SET PROBLEM.
Arrange the lines of the data below as a numbered list, from the line containing "For every instance of the young" through the end of the data, both included, leaving out any blank lines.

Pointing dataset excerpts
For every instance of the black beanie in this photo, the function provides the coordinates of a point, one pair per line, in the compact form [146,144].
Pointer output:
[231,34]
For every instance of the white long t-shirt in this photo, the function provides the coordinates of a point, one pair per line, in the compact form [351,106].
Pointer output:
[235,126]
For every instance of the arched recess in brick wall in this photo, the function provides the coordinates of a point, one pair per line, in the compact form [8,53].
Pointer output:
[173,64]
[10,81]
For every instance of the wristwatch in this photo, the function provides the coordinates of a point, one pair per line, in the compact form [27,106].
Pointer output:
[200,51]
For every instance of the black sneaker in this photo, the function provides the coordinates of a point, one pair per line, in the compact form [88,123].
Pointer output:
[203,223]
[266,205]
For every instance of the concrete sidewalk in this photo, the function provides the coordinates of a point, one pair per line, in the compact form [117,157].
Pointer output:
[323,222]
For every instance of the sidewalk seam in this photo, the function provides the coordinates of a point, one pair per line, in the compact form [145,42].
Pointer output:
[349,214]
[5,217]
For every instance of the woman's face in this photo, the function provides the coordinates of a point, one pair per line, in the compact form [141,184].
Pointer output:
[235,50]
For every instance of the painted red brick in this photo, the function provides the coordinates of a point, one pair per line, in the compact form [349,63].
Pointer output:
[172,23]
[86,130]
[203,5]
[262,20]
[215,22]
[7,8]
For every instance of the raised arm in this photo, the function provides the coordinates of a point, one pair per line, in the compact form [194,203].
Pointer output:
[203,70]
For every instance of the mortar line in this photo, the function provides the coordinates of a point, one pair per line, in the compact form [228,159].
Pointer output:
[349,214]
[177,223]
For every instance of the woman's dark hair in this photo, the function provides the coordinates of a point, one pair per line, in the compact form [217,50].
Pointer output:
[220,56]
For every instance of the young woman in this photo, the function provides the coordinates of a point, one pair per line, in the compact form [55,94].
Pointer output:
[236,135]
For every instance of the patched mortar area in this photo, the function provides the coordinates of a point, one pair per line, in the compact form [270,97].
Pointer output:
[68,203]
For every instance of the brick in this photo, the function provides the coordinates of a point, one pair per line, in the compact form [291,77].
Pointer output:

PROBLEM SOLUTION.
1. For every instance of the young woman in this photo, the function provides the coordinates of a point, one pair per line, in the compact form [55,94].
2. Pointer output:
3. [236,135]
4. For every instance of the patched mortar area in this photo, the function provides the coordinates of a point, one pair per line, in the compact form [270,97].
5. Pointer output:
6. [68,203]
7. For every instance of the brick in this photo, the function provides the coordinates of a point, one pair per line, in the compact form [291,77].
8. Pointer output:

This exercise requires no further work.